EXERCISE OBJECTIVE> Rewrite the records below, changing "every instance" to "each instance" everywhere it occurs and leaving everything else as it is. Omit the pictures from your answer.

DATA EXCERPTS>
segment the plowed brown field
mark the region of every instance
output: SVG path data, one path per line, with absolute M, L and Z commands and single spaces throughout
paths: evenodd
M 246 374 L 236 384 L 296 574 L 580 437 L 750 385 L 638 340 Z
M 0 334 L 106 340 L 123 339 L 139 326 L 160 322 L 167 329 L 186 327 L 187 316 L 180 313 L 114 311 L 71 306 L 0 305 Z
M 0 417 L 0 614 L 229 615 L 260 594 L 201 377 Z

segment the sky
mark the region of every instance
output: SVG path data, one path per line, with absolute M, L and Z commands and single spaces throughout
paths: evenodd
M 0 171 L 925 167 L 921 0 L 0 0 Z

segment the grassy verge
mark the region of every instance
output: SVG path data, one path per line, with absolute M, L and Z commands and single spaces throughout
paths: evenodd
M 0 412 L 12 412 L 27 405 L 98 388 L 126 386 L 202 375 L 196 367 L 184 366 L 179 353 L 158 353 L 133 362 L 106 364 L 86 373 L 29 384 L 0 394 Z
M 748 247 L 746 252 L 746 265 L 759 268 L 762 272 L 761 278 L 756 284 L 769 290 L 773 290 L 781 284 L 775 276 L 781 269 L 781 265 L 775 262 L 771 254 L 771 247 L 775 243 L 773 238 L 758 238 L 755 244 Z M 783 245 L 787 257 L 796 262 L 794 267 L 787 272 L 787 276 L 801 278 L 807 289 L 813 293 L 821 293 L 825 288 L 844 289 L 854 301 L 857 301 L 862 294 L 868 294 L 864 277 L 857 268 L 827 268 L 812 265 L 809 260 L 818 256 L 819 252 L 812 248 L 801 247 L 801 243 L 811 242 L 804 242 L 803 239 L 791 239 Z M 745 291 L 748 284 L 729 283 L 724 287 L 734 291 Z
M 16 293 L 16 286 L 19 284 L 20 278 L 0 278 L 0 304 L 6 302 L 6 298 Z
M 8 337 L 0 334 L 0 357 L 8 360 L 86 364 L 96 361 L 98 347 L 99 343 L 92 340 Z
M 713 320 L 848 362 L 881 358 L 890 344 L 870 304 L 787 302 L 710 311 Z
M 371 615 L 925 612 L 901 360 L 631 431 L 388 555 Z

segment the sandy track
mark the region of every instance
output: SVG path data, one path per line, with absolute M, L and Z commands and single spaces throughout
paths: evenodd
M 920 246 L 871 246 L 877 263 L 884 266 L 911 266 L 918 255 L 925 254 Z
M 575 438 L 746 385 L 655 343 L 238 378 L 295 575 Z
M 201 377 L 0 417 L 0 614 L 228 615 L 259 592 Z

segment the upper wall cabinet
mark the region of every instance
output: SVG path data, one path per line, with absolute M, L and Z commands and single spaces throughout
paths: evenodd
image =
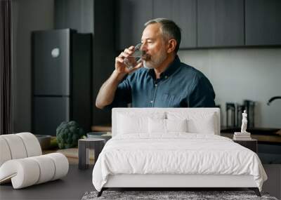
M 181 48 L 196 47 L 196 0 L 154 0 L 153 18 L 174 20 L 181 29 Z
M 244 45 L 244 0 L 197 0 L 197 46 Z
M 140 42 L 143 25 L 152 18 L 152 0 L 119 0 L 117 4 L 117 49 Z
M 280 0 L 245 0 L 246 45 L 280 45 Z

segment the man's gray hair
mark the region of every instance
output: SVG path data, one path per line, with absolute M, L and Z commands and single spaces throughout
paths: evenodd
M 145 27 L 155 23 L 161 25 L 161 32 L 164 39 L 168 41 L 171 39 L 174 39 L 176 41 L 175 52 L 177 53 L 181 40 L 181 28 L 172 20 L 165 18 L 156 18 L 149 20 L 145 24 Z

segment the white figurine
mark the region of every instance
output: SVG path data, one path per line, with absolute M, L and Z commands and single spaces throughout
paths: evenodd
M 246 131 L 247 129 L 247 124 L 248 121 L 247 120 L 247 112 L 246 110 L 242 114 L 242 126 L 241 126 L 241 133 L 248 133 Z

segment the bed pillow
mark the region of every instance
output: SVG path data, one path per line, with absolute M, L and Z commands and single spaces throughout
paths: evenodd
M 167 133 L 169 132 L 187 132 L 188 124 L 184 119 L 148 119 L 148 133 Z
M 145 115 L 143 113 L 124 112 L 117 115 L 118 134 L 148 133 L 148 119 L 164 119 L 164 112 L 155 112 Z
M 166 119 L 166 128 L 167 132 L 188 132 L 188 120 Z
M 191 133 L 215 134 L 216 119 L 215 113 L 167 112 L 168 119 L 187 119 L 188 131 Z

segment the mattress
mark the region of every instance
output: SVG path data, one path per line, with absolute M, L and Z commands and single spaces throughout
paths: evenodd
M 254 152 L 227 138 L 187 133 L 110 140 L 93 168 L 93 184 L 100 191 L 109 175 L 122 174 L 252 175 L 260 190 L 267 179 Z

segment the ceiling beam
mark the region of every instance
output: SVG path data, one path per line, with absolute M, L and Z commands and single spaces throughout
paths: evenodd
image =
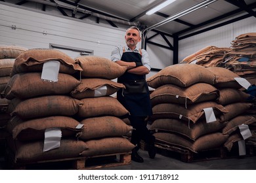
M 244 0 L 225 0 L 225 1 L 228 2 L 233 5 L 238 7 L 238 8 L 242 8 L 244 11 L 247 12 L 251 16 L 253 16 L 256 18 L 256 12 L 253 11 L 251 8 L 250 8 L 247 5 L 246 3 Z
M 251 5 L 249 5 L 249 7 L 251 8 L 254 8 L 256 7 L 256 3 L 253 3 Z M 198 24 L 197 25 L 195 25 L 191 27 L 189 27 L 189 28 L 187 28 L 186 29 L 184 29 L 184 30 L 182 30 L 181 31 L 179 31 L 179 32 L 177 32 L 174 34 L 176 34 L 176 35 L 181 35 L 181 34 L 183 34 L 183 33 L 185 33 L 186 32 L 188 32 L 190 31 L 192 31 L 192 30 L 194 30 L 194 29 L 196 29 L 197 28 L 199 28 L 200 27 L 203 27 L 203 26 L 205 26 L 205 25 L 207 25 L 208 24 L 210 24 L 211 23 L 213 23 L 213 22 L 215 22 L 218 20 L 220 20 L 221 19 L 224 19 L 224 18 L 226 18 L 229 16 L 233 16 L 237 13 L 239 13 L 240 12 L 243 11 L 242 9 L 241 8 L 238 8 L 238 9 L 236 9 L 236 10 L 234 10 L 233 11 L 231 11 L 231 12 L 229 12 L 228 13 L 226 13 L 224 14 L 223 14 L 223 15 L 221 15 L 219 16 L 217 16 L 217 17 L 215 17 L 214 18 L 212 18 L 211 20 L 209 20 L 207 21 L 205 21 L 205 22 L 203 22 L 202 23 L 200 23 L 200 24 Z

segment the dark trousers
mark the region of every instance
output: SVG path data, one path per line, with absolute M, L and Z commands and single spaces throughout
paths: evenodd
M 131 142 L 135 145 L 139 145 L 140 140 L 143 140 L 146 143 L 150 142 L 152 135 L 146 127 L 146 116 L 130 116 L 128 118 L 134 129 L 131 135 Z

SOLUTION TO THE PROBLEM>
segment the plowed brown field
mark the region of each instance
output: SVG path data, one path per line, with absolute M, L and Z commands and single spaces throughout
paths: evenodd
M 246 374 L 236 384 L 296 574 L 580 437 L 750 385 L 638 340 Z
M 0 334 L 106 340 L 123 339 L 139 326 L 160 322 L 167 329 L 186 327 L 187 316 L 180 313 L 114 311 L 71 306 L 0 305 Z
M 0 417 L 0 614 L 229 615 L 260 594 L 201 377 Z

segment the sky
mark the region of each instance
output: SVG path data, one path per line, with absolute M, L and Z commands and single spaces throughout
paths: evenodd
M 0 171 L 925 167 L 921 0 L 0 0 Z

segment the grassy verge
mark the region of each instance
output: SVG path data, one path per line, with absolute M, L and Z commands and single spaces throughout
paths: evenodd
M 0 412 L 12 412 L 27 405 L 98 388 L 126 386 L 202 375 L 196 367 L 184 366 L 179 353 L 158 353 L 133 362 L 106 364 L 86 373 L 29 384 L 0 394 Z
M 748 247 L 746 252 L 746 265 L 759 268 L 762 272 L 761 278 L 756 284 L 769 290 L 773 290 L 781 284 L 775 276 L 781 269 L 781 265 L 775 262 L 771 254 L 771 247 L 775 243 L 773 238 L 758 238 L 755 244 Z M 783 245 L 787 257 L 796 262 L 794 267 L 787 272 L 787 276 L 801 278 L 807 289 L 813 293 L 821 293 L 825 288 L 844 289 L 854 301 L 857 301 L 862 294 L 868 294 L 864 277 L 857 268 L 827 268 L 812 265 L 809 260 L 818 256 L 819 252 L 812 248 L 801 247 L 801 243 L 811 242 L 804 242 L 803 239 L 791 239 Z M 745 291 L 748 284 L 729 283 L 724 287 L 734 291 Z
M 16 293 L 16 286 L 19 284 L 20 278 L 0 278 L 0 304 L 6 302 L 6 298 Z
M 8 337 L 0 334 L 0 357 L 8 360 L 86 364 L 96 361 L 98 347 L 99 343 L 92 340 Z
M 713 320 L 848 362 L 881 358 L 890 344 L 870 304 L 787 302 L 710 311 Z
M 371 615 L 925 612 L 901 360 L 631 431 L 388 555 Z

segment the sandy track
mark the region of each instance
output: SVG path data, one path per line, with absolute M, L and Z commands and single spaces throughout
paths: evenodd
M 920 246 L 871 246 L 877 263 L 884 266 L 911 266 L 918 255 L 925 254 Z
M 575 438 L 746 385 L 655 343 L 238 378 L 295 575 Z
M 201 377 L 0 417 L 0 614 L 228 615 L 259 592 Z

segment the upper wall cabinet
mark the region of each instance
output: SVG path data, one path per line, with absolute M, L and Z commands and single spaces throughout
paths: evenodd
image =
M 181 48 L 196 47 L 196 0 L 154 0 L 153 18 L 174 20 L 181 29 Z
M 244 45 L 244 0 L 197 0 L 197 46 Z
M 140 42 L 143 25 L 152 18 L 152 0 L 119 0 L 117 4 L 117 49 Z
M 280 0 L 245 0 L 246 45 L 280 45 Z

segment the man's gray hair
mark the region of each instance
output: SVG path data, one path per line, with absolute M, L and Z commands and single spaces throughout
paths: evenodd
M 145 27 L 155 23 L 161 25 L 161 32 L 164 39 L 168 41 L 171 39 L 174 39 L 176 41 L 175 52 L 177 53 L 181 40 L 181 28 L 172 20 L 165 18 L 156 18 L 149 20 L 145 24 Z

segment the white figurine
mark the region of each instance
output: SVG path data, one path per line, with absolute M, L and Z commands and single spaces throughout
paths: evenodd
M 246 131 L 247 129 L 247 124 L 248 121 L 247 120 L 247 112 L 246 110 L 242 114 L 242 126 L 241 126 L 241 133 L 248 133 Z

segment the bed pillow
mark the region of each instance
output: SVG path data, one path per line, with absolute M, L and Z commands and single spaces throughout
paths: evenodd
M 167 133 L 169 132 L 187 132 L 188 124 L 184 119 L 148 119 L 148 133 Z
M 145 115 L 143 113 L 124 112 L 117 115 L 118 134 L 148 133 L 148 119 L 164 119 L 164 112 L 155 112 Z
M 166 119 L 166 128 L 167 132 L 188 132 L 188 120 Z
M 191 133 L 215 134 L 216 119 L 215 113 L 167 112 L 168 119 L 187 119 L 188 131 Z

segment the mattress
mark the region of each instance
output: SVG path data, one path per line, with absolute M, L and Z commands and single spaces throughout
paths: evenodd
M 254 152 L 227 138 L 187 133 L 110 140 L 93 168 L 93 184 L 100 191 L 109 175 L 122 174 L 252 175 L 260 190 L 267 179 Z

segment the ceiling beam
mark the region of each instance
output: SVG path data, one path per line, with absolute M, L and Z commands and single spaces throughout
paths: evenodd
image =
M 244 0 L 225 0 L 225 1 L 228 2 L 233 5 L 238 7 L 238 8 L 242 8 L 244 11 L 247 12 L 251 16 L 253 16 L 256 18 L 256 12 L 253 11 L 251 8 L 250 8 L 247 5 L 246 3 Z
M 251 5 L 249 5 L 249 7 L 251 8 L 254 8 L 256 7 L 256 3 L 253 3 Z M 198 24 L 197 25 L 195 25 L 191 27 L 189 27 L 189 28 L 187 28 L 186 29 L 184 29 L 184 30 L 182 30 L 181 31 L 179 31 L 179 32 L 177 32 L 174 34 L 176 34 L 176 35 L 181 35 L 181 34 L 183 34 L 183 33 L 185 33 L 186 32 L 188 32 L 190 31 L 192 31 L 192 30 L 194 30 L 194 29 L 196 29 L 197 28 L 199 28 L 200 27 L 203 27 L 203 26 L 205 26 L 205 25 L 207 25 L 208 24 L 210 24 L 211 23 L 213 23 L 213 22 L 215 22 L 218 20 L 220 20 L 221 19 L 224 19 L 224 18 L 226 18 L 229 16 L 233 16 L 237 13 L 239 13 L 240 12 L 243 11 L 242 9 L 241 8 L 238 8 L 238 9 L 236 9 L 236 10 L 234 10 L 233 11 L 231 11 L 231 12 L 229 12 L 228 13 L 226 13 L 224 14 L 223 14 L 223 15 L 221 15 L 219 16 L 217 16 L 217 17 L 215 17 L 214 18 L 212 18 L 211 20 L 209 20 L 207 21 L 205 21 L 205 22 L 203 22 L 202 23 L 200 23 L 200 24 Z

segment the dark trousers
mark the region of each instance
output: SVG path data, one path per line, with absolute M, L and Z commands and single spaces throughout
paths: evenodd
M 131 142 L 135 145 L 139 145 L 140 140 L 143 140 L 146 143 L 150 142 L 152 135 L 146 127 L 146 116 L 130 116 L 128 118 L 134 129 L 131 135 Z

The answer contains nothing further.